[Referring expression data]

..........

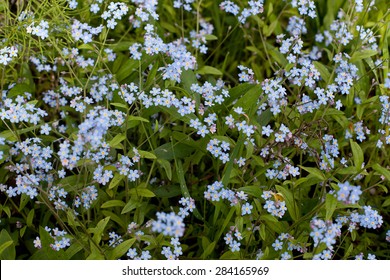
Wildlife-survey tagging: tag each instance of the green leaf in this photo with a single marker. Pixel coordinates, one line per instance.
(209, 250)
(386, 202)
(4, 246)
(330, 206)
(99, 229)
(30, 217)
(291, 205)
(209, 70)
(360, 55)
(120, 105)
(314, 171)
(229, 166)
(142, 192)
(114, 143)
(131, 205)
(254, 191)
(167, 167)
(121, 249)
(323, 71)
(358, 156)
(145, 154)
(112, 203)
(210, 37)
(382, 171)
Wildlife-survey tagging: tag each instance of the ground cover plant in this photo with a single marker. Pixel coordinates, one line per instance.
(194, 129)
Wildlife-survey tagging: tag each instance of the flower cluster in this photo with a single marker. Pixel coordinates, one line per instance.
(114, 239)
(116, 10)
(233, 238)
(186, 4)
(329, 153)
(41, 30)
(276, 206)
(325, 232)
(188, 205)
(60, 241)
(348, 193)
(7, 53)
(305, 7)
(84, 32)
(255, 8)
(370, 218)
(175, 253)
(219, 149)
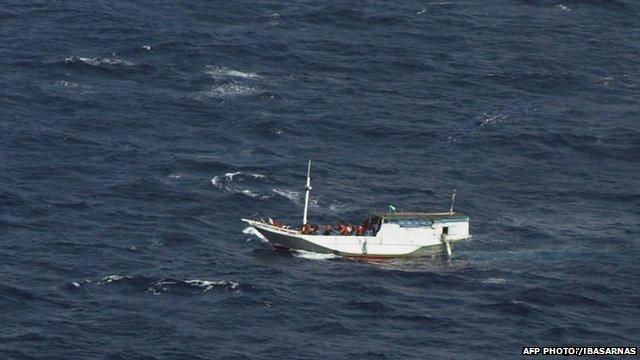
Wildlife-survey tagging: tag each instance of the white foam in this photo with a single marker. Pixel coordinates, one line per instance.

..........

◆ **Problem details**:
Although the records above include pictures, the copy must contain only their exact text.

◆ **Written reply**:
Wildlife-survey tagging: tag each instance of the green leaf in this photo with a single marker. Pixel coordinates, one line per instance.
(209, 250)
(386, 202)
(4, 246)
(330, 206)
(99, 229)
(30, 217)
(291, 205)
(209, 70)
(360, 55)
(120, 105)
(314, 171)
(229, 166)
(142, 192)
(114, 143)
(131, 205)
(254, 191)
(167, 167)
(121, 249)
(323, 71)
(358, 156)
(145, 154)
(112, 203)
(210, 37)
(382, 171)
Wildlife-survey tagging: tag each instance of the ground cover plant in this photo with a single marker. Pixel coordinates, one line per instance.
(194, 129)
Wildlife-survey tagging: tag each instance of the flower cluster in this photo with a single marker. Pixel coordinates, one line per instance.
(114, 239)
(116, 10)
(233, 238)
(186, 4)
(329, 153)
(41, 30)
(276, 206)
(325, 232)
(188, 205)
(60, 241)
(348, 193)
(7, 53)
(305, 7)
(84, 32)
(255, 8)
(370, 218)
(175, 253)
(219, 149)
Wildlife-survey tagging: tag each instance of the white foam in this photo with a single marker. Pixel coordinates, one line per instance.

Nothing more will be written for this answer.